(Point annotation records)
__________

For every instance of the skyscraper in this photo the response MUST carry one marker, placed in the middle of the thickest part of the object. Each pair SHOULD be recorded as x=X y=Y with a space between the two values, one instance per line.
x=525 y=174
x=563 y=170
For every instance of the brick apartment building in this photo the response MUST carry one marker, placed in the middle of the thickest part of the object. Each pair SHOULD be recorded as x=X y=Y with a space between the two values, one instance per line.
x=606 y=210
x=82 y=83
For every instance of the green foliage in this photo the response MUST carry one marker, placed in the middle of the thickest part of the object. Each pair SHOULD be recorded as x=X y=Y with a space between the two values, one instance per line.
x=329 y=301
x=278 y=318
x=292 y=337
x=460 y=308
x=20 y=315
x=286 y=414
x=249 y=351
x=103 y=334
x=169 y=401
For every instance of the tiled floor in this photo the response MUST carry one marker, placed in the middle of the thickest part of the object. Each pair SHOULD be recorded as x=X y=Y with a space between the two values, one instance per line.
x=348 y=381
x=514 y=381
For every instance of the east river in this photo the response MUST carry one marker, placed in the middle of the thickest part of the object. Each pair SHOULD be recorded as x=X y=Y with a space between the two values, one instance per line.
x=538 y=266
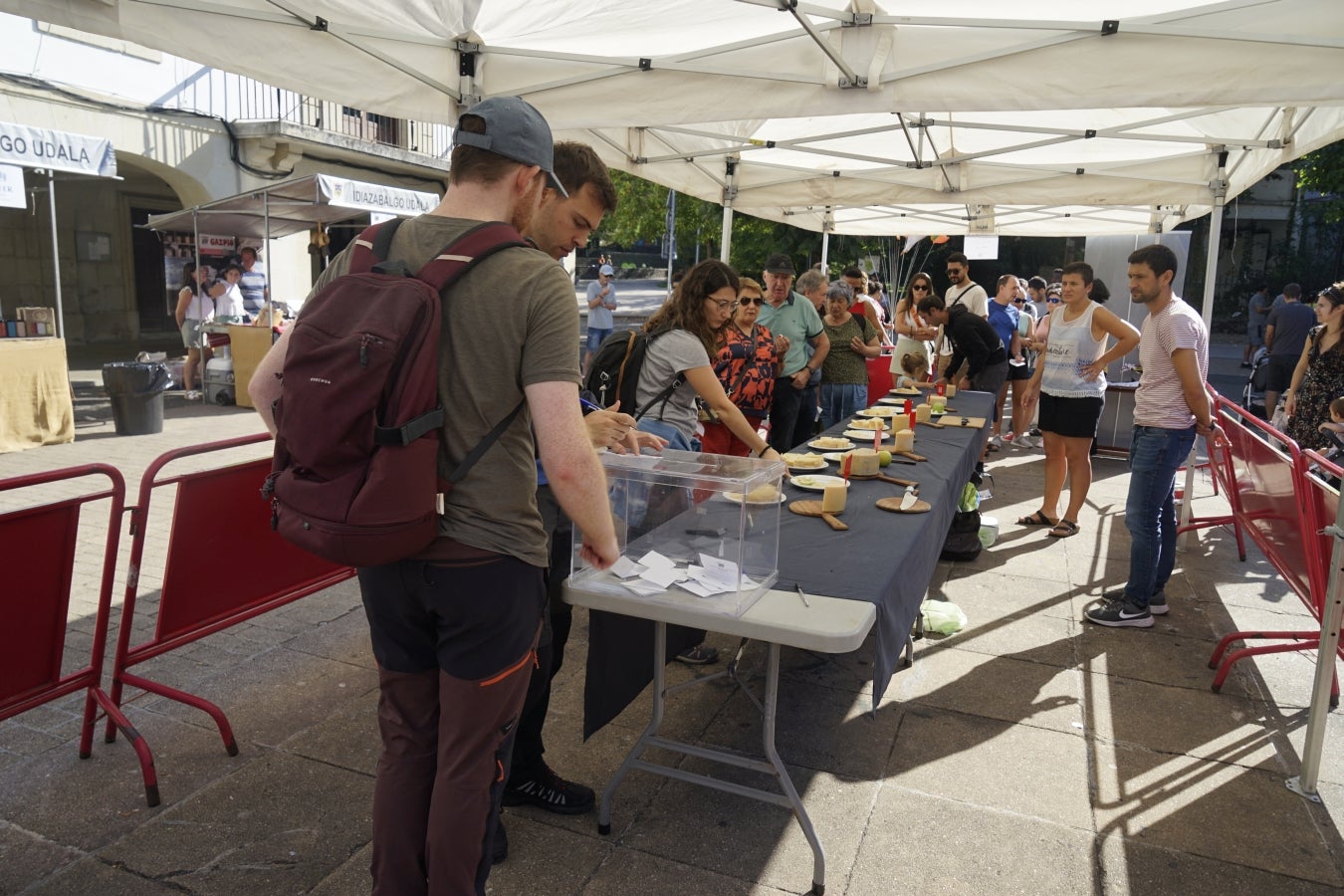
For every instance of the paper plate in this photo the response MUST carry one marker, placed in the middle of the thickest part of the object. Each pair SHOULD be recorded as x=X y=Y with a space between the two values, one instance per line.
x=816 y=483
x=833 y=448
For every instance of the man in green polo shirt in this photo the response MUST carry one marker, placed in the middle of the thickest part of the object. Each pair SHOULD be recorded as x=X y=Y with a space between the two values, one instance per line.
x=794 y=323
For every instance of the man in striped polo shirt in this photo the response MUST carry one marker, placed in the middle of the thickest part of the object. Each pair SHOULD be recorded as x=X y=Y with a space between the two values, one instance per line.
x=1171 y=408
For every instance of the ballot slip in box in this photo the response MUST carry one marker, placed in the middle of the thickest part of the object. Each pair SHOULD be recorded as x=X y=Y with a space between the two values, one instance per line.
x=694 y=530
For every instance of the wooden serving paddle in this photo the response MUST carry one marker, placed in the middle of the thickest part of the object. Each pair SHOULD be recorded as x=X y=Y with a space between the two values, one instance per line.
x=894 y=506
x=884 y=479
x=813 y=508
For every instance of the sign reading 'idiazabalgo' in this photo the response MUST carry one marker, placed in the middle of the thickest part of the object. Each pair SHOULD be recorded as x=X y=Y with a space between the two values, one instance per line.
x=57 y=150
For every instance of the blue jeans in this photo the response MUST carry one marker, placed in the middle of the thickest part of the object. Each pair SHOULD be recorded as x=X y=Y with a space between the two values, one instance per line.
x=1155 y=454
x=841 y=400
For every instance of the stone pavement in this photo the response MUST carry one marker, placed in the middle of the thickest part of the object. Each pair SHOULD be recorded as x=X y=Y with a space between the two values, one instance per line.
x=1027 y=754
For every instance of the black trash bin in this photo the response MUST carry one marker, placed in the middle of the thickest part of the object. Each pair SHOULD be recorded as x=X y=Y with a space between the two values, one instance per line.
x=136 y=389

__________

__PROMPT__: Quote all of the data above verbatim, leaving out the pictures.

__TASK RESULT__:
For every instance of the skyscraper in this photo the response MUST carry one marker, placed in the middle of the thickest part of the object. Each pair SHOULD be recorded as x=X y=Y with a space between the two values, one instance per line.
x=525 y=174
x=563 y=170
For every instance of the brick apartment building in this photo the response MUST carry one marker, placed in the middle of the thickest part of the object. Each pair SHOULD be recorded as x=X y=Y with a space between the two values, one instance per line.
x=606 y=210
x=82 y=83
For every instance of the green foliage in this photo the response MUST carry one marker, placed in the middle of the thickest part of the object. Each pair SHOULD be recorded as x=X y=Y with a space between the two values, one instance per line.
x=329 y=301
x=278 y=318
x=292 y=337
x=460 y=308
x=20 y=315
x=286 y=414
x=249 y=351
x=103 y=334
x=169 y=401
For every instance of the tiled floor in this photo the response MUST carry one marker, placed in the middle of the thickest part of the object. Each pair SHOULD be recorded as x=X y=Y with a space between the two values, one instance per line.
x=348 y=381
x=514 y=381
For every instance of the east river in this photo the response MUST carry one marker, placed in the middle of the thickest part of the object. Each pair SHOULD be recorded as x=X y=Y with a space between the two values, one instance per line.
x=538 y=266
For every instance of the paper plate in this photo the response MUST carry one marker, placed in the middle of the thickest part of the object. Each pair SHOULD be recorded as x=X y=Y with a space between the two values, one instance per line.
x=816 y=483
x=833 y=448
For every instance of the man in green polo shirt in this photo the response MUST carry one marker, placed in the middle of the thickest part of the object. Each pair SHOULD be recorded as x=X y=Y with a space between the two values, one instance per line.
x=794 y=323
For every instance of the man in striped polo shirt in this photo the response MUST carry one marker, placed in the middle of the thickest part of the object. Each pair SHOULD be recorded as x=X y=Y with a space between the two values, one instance per line.
x=1171 y=408
For every instance of the ballot slip in box in this photo the response MUST carry one marker, placed in the middle of the thickest part of the object. Each pair SHOULD be recorded as x=X y=Y with a space between the two values, one instance per line.
x=694 y=530
For every instance of the wooden serving paddle in this photo the response MUST carry one marker, placed in the middle of the thickest part of the object. Each pair SHOULD be recorded as x=X y=Y with a space between the two values, one instance per line.
x=894 y=506
x=884 y=479
x=813 y=508
For every instance of the sign reading 'idiazabalgo' in this photo the response MUST carry one marker, placed in the middle of the thickest part of the object. Each pair SHOULD be recorded as x=X y=Y with a space between the two values, one instance per line.
x=57 y=150
For every instance of the blue jeans in this photo the response MUST carry one marker, placed in the middle of the thickest part of the object. Each pair SHOULD be recorded as x=X y=Y with a space between the two values, one instance per line.
x=1155 y=454
x=841 y=400
For every instance of the stone pavement in this photo the response MUST carry one marker, placed in the middle of the thickest part of the object. Each pair SHOULD be recorded as x=X y=Y with a space between the two values, one instance per line.
x=1027 y=754
For every instance of the black trash bin in this photo the response MUST carry one marker, placed in the middle of the thickest part of the object. Each pair SHOULD be recorded as x=X y=Y with a space between the two values, one instance per line.
x=136 y=389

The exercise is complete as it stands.